• [WHAT YOU ARE ASKED TO DO] In the data below, copy everything from the line containing "Q: Can you identify where the power" down to the line containing "0 164 28 170", swapping "power line" for "electric cable" and leaving all else unchanged.

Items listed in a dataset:
————
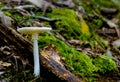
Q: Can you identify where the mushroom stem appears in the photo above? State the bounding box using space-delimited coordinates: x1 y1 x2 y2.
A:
32 34 40 76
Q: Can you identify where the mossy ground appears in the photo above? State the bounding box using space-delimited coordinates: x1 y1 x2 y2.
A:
0 0 120 82
39 34 117 78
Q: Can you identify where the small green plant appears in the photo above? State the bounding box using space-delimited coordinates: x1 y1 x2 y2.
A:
39 35 117 77
93 55 117 74
47 9 90 39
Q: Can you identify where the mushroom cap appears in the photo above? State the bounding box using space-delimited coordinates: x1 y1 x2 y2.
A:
17 27 52 34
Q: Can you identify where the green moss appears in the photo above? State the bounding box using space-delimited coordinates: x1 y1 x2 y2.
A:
39 35 116 77
93 55 117 74
47 9 89 39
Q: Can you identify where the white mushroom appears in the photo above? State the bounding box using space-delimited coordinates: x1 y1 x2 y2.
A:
17 27 52 76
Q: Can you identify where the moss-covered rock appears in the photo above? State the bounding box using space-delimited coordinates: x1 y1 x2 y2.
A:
39 35 117 77
47 9 90 39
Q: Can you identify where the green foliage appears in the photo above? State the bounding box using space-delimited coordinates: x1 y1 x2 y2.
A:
93 55 117 74
47 9 89 39
39 34 116 77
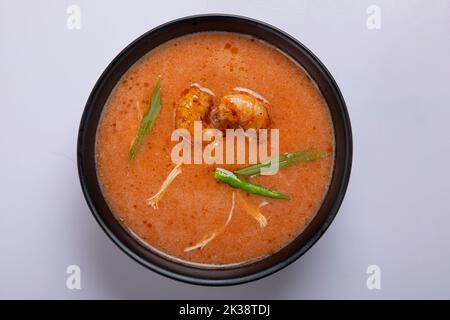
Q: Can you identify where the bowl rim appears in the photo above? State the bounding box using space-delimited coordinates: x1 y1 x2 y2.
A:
77 13 353 286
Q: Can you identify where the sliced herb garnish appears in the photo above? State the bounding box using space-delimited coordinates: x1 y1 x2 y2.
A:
235 151 330 176
129 78 161 161
214 168 289 199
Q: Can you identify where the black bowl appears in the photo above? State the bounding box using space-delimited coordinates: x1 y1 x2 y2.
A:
78 14 352 285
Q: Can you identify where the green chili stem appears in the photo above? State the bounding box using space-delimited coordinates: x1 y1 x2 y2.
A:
214 168 289 199
129 78 161 161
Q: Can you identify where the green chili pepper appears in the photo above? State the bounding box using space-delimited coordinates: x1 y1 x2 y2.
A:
235 151 330 176
129 79 161 161
214 168 289 199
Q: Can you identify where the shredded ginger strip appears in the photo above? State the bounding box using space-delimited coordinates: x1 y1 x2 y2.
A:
184 192 236 252
147 161 183 210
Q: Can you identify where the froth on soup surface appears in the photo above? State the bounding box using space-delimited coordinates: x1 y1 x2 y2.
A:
96 32 334 265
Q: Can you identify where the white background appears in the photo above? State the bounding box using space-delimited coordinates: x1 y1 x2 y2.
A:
0 0 450 299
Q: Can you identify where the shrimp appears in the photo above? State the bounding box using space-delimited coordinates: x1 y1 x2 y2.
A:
175 84 270 134
175 84 214 134
209 88 270 131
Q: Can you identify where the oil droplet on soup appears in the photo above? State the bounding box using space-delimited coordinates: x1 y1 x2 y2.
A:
96 32 334 265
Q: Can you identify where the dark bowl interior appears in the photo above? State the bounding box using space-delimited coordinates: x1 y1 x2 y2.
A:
78 15 352 285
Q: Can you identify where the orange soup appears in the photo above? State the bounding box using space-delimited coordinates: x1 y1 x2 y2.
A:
96 32 334 266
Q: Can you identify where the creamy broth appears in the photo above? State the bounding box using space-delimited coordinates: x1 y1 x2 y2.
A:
96 32 334 265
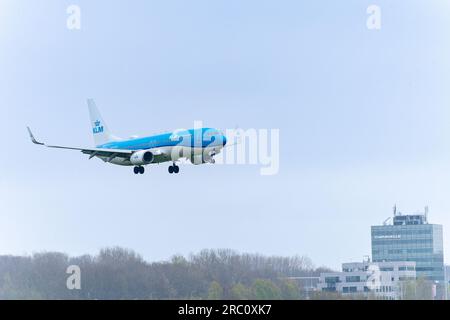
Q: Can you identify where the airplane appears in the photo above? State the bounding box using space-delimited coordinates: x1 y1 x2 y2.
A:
27 99 227 174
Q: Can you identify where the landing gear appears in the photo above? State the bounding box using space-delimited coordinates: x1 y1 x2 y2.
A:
169 163 180 174
133 167 145 174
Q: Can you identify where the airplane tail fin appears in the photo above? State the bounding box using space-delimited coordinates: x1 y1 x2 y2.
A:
87 99 120 147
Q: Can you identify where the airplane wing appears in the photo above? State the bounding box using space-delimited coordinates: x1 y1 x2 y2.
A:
27 127 134 161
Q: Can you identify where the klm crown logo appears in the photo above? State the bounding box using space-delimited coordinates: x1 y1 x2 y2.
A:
92 120 103 134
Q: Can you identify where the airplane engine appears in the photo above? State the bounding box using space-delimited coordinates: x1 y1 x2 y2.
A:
130 150 155 166
190 154 215 165
191 154 206 165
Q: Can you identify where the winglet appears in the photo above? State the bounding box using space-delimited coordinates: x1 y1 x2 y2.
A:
27 127 44 145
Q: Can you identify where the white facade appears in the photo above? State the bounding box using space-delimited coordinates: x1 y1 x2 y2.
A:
318 261 416 300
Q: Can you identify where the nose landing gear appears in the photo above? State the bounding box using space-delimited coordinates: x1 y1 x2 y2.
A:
169 163 180 174
133 167 145 174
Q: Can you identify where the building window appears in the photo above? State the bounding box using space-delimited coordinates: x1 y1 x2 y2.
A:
345 276 361 282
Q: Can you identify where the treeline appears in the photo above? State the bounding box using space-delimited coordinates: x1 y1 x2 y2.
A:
0 248 329 299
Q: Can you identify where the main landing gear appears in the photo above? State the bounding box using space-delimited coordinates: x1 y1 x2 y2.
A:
169 163 180 174
134 167 145 174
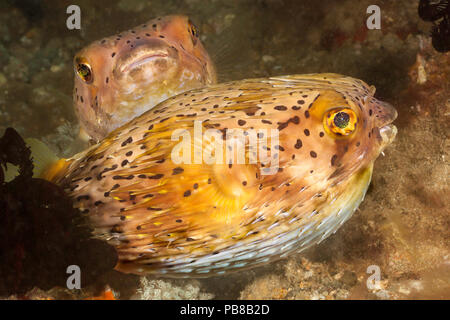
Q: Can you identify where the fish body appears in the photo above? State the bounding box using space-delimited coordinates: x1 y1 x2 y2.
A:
73 16 216 141
46 74 397 277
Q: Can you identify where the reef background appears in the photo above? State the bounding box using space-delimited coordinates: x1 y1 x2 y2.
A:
0 0 450 299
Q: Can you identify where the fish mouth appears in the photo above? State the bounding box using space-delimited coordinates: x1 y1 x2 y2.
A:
120 51 169 73
379 124 397 147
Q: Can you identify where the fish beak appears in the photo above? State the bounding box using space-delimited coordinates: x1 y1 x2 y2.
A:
380 124 397 148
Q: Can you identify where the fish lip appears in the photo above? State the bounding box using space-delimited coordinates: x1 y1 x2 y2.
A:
120 51 169 73
379 123 398 147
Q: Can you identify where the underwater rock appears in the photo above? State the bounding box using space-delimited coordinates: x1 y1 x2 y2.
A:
0 128 117 296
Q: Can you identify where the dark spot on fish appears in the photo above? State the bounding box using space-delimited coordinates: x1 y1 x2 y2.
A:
148 173 164 179
121 137 133 147
331 154 337 166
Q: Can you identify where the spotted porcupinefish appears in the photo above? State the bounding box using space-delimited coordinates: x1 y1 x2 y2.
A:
33 74 397 277
73 16 216 141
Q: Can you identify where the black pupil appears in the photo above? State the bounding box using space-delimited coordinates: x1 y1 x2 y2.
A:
333 112 350 129
78 64 91 78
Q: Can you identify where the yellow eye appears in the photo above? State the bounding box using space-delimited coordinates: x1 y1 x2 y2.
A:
323 108 358 136
75 58 93 83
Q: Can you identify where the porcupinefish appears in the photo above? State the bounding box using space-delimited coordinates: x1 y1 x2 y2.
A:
73 16 216 141
33 74 397 277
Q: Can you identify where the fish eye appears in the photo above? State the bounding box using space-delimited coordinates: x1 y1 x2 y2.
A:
323 108 358 136
188 20 199 45
75 59 93 83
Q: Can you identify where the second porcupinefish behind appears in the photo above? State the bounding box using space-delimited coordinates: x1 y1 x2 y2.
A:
38 74 396 277
73 16 216 141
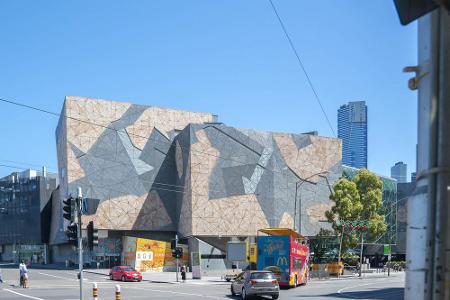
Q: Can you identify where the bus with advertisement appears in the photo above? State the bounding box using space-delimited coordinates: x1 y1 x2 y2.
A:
256 228 309 287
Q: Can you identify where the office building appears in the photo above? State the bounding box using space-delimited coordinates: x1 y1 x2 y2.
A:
391 161 408 183
0 170 57 263
51 97 342 268
338 101 367 168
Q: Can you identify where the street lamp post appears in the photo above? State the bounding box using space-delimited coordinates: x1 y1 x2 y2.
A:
294 171 329 235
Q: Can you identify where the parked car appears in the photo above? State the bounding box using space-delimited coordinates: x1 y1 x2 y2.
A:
231 271 280 299
109 266 142 281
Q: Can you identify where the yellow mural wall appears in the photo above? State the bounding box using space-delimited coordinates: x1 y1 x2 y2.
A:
127 238 189 272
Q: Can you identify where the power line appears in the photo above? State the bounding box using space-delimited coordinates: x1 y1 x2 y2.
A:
269 0 336 136
0 164 28 170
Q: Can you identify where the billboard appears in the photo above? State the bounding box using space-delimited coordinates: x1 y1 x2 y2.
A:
227 242 247 261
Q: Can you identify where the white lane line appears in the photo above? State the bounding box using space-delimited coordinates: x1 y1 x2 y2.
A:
337 282 384 294
38 272 88 281
3 289 44 300
122 286 229 299
38 272 78 281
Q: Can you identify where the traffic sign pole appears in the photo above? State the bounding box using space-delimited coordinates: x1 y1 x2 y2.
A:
175 234 178 282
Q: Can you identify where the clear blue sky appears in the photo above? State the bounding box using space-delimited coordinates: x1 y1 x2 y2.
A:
0 0 417 175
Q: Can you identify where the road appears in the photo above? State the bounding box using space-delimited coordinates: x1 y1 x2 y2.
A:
0 269 405 300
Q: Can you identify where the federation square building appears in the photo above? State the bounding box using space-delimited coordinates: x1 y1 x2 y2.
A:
50 97 342 268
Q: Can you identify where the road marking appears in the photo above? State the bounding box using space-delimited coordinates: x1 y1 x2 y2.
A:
38 272 78 281
337 282 384 294
122 286 229 299
3 289 44 300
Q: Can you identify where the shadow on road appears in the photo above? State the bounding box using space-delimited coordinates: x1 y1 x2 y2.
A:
298 288 405 300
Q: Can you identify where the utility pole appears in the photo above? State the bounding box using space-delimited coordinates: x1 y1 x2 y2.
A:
76 187 83 300
359 231 364 277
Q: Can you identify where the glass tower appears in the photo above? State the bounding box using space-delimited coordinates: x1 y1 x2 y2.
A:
338 101 367 168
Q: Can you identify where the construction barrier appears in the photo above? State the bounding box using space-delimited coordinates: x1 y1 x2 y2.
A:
311 262 344 278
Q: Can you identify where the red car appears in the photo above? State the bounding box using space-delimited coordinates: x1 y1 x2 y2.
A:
————
• [THE RESULT]
Q: Can you identify where the electric cable appears in the photo above? State the bounding box using space-delimited coordinates: x1 y1 x2 y2.
A:
269 0 336 136
0 164 28 170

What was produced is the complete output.